Input data:
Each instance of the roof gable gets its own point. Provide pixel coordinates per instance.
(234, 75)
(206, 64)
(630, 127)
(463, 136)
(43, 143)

What to do: The listing above has to be written out again in full, exactly as shown.

Exercise answer:
Each instance of the roof gable gets its own point. Provide pixel coordinates per instance.
(234, 75)
(206, 64)
(630, 127)
(463, 136)
(43, 143)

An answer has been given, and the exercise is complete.